• _Your instructions_:
Go to the line in the entries below that holds "Target: street lamp" and repeat exactly from there through the line that holds "form: point(190, 157).", inclusive.

• _The data_:
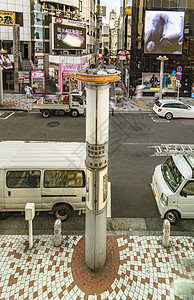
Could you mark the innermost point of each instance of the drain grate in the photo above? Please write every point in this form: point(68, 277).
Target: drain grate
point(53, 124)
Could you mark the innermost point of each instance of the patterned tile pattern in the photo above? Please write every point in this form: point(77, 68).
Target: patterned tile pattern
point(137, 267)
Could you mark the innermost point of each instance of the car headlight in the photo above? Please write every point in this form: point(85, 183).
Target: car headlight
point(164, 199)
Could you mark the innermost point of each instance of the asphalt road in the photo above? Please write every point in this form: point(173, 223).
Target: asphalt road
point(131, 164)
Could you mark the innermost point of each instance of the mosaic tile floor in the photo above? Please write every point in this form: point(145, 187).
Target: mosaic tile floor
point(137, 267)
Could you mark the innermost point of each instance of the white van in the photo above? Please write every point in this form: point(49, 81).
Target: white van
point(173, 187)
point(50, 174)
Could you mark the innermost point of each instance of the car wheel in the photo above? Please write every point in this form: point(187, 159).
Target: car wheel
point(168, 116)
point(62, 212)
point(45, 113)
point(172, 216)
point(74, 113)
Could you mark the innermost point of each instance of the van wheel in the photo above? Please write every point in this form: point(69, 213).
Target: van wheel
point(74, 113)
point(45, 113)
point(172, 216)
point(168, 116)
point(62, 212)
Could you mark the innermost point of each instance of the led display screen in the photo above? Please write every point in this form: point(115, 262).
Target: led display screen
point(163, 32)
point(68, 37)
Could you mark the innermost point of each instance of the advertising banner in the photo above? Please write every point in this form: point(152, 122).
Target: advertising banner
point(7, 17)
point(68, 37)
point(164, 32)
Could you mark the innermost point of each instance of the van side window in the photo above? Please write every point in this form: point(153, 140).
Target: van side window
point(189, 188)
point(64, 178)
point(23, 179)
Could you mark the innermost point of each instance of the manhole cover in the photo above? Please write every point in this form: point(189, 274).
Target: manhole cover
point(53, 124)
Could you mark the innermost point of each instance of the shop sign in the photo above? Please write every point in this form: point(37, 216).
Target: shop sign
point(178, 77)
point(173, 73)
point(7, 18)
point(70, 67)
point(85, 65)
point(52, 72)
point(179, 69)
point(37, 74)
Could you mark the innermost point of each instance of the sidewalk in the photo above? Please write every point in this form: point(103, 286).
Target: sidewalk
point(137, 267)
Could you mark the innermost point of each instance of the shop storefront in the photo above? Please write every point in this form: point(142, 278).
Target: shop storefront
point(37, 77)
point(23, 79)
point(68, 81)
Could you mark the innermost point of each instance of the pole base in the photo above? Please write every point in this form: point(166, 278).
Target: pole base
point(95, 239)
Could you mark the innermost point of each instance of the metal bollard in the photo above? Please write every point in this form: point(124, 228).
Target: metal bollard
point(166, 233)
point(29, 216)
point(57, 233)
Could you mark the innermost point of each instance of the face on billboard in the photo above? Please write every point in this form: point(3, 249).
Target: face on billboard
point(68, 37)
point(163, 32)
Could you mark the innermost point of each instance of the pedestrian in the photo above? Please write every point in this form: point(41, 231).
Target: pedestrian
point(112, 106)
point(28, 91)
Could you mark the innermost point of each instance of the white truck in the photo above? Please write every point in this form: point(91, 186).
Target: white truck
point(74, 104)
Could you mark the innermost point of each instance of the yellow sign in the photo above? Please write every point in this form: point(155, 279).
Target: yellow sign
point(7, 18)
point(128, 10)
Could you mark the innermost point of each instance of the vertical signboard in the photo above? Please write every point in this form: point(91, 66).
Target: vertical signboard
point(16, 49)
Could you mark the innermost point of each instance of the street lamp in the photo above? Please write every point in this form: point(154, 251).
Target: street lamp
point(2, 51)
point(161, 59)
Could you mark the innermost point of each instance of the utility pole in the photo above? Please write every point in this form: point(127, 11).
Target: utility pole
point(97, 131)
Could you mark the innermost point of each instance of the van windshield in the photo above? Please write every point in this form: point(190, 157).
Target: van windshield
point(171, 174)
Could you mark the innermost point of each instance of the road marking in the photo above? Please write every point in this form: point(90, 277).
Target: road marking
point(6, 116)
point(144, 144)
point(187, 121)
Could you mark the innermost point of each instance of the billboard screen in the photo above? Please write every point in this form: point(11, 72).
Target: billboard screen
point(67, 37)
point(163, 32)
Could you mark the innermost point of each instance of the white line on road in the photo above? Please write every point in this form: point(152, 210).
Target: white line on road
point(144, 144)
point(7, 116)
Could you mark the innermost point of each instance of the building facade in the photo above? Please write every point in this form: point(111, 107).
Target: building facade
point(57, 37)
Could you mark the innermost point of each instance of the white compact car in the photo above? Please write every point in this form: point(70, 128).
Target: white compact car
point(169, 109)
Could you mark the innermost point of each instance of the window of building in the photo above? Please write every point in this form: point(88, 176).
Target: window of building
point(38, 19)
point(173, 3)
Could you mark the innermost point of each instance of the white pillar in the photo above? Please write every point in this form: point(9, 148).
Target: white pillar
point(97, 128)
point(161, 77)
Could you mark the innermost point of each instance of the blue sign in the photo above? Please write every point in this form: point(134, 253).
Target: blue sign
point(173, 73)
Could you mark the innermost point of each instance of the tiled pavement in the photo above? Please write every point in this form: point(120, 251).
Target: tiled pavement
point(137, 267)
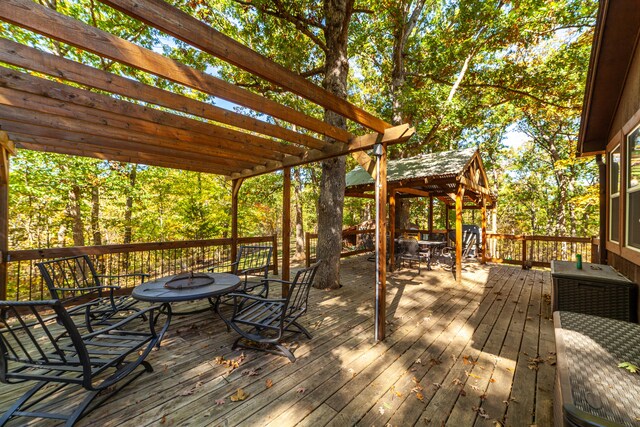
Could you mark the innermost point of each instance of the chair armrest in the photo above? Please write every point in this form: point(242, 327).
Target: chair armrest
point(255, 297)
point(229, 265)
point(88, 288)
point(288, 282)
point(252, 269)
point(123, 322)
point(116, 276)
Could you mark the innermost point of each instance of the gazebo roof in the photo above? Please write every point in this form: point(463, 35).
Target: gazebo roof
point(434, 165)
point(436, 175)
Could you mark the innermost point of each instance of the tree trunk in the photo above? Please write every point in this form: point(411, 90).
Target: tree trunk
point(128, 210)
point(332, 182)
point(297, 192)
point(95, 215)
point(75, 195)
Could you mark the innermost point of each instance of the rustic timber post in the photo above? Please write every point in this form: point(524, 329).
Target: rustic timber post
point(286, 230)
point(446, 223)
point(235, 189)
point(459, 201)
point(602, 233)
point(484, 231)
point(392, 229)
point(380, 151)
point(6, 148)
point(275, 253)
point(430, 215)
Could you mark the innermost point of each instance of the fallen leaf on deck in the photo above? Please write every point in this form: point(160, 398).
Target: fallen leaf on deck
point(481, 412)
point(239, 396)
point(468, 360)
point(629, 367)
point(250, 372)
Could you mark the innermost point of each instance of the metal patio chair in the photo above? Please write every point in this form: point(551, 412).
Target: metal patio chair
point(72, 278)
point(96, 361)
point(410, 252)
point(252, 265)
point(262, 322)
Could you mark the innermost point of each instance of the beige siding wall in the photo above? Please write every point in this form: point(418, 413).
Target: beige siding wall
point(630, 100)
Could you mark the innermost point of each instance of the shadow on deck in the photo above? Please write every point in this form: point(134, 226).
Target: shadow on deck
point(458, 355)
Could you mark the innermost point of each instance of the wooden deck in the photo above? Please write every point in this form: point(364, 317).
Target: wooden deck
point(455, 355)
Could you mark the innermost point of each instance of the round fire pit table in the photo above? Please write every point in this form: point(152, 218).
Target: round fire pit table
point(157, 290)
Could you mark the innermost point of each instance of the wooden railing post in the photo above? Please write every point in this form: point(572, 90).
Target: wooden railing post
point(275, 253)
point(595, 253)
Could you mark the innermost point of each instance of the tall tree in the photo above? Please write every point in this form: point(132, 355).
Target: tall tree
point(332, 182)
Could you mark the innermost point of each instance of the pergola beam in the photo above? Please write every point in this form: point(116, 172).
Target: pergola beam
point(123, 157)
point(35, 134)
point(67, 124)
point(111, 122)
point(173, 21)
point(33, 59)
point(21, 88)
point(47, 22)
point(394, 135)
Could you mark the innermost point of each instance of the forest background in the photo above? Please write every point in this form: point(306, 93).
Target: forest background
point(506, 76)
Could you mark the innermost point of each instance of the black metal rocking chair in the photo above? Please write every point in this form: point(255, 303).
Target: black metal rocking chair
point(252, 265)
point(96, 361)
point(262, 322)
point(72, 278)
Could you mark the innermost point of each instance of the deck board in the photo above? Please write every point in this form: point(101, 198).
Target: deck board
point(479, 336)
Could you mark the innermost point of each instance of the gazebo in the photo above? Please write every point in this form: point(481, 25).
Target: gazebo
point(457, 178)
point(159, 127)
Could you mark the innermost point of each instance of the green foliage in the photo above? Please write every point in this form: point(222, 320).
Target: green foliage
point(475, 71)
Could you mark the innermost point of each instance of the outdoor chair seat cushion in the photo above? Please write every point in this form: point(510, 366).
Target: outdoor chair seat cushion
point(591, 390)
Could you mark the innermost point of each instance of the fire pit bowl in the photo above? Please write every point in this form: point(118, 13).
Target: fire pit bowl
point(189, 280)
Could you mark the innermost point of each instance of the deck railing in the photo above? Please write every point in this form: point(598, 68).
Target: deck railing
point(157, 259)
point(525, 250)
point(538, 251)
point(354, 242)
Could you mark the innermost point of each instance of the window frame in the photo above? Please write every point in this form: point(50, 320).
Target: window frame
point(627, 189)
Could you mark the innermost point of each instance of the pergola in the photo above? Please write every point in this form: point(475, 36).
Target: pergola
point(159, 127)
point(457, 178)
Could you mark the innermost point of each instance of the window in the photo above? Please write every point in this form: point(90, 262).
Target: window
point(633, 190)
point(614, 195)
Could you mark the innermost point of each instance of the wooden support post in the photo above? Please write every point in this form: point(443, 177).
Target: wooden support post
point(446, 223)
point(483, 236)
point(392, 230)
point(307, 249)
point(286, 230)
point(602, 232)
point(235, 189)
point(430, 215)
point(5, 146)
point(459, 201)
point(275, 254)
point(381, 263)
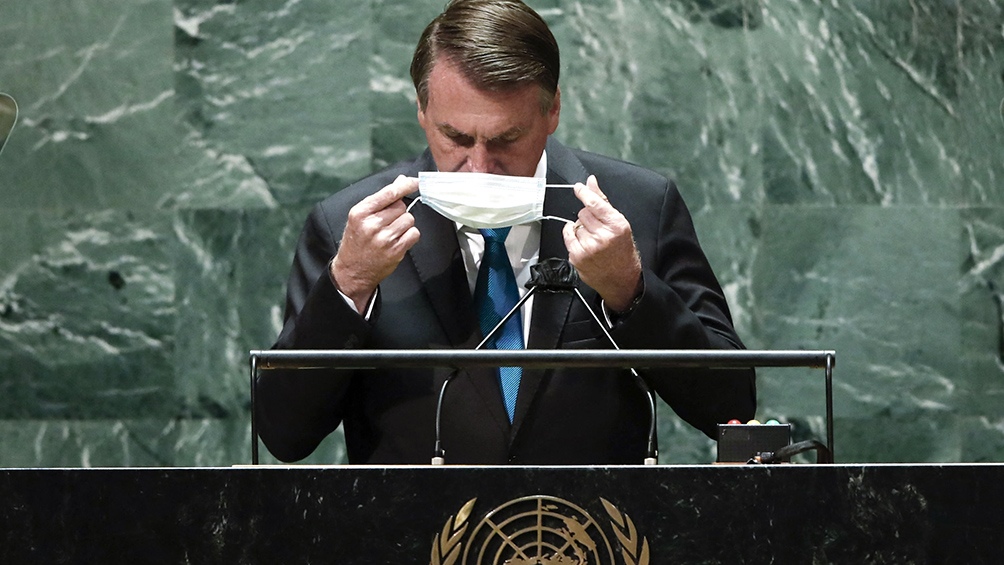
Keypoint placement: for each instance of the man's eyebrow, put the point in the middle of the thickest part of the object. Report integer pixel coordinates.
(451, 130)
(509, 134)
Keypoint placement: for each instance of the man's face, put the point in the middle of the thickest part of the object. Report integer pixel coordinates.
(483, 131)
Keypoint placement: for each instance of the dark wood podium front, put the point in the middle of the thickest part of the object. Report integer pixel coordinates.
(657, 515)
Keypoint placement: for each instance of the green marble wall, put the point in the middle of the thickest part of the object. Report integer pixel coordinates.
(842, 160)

• _Expected output_:
Target: street lamp
point(2, 51)
point(161, 59)
Could you mark the innermost point of each instance of the utility pole in the photo above? Please write every point in this form: point(127, 11).
Target: utility pole
point(97, 131)
Could you mark the innermost point of each instance of the van windshield in the photo above? Please write every point in this form: point(190, 157).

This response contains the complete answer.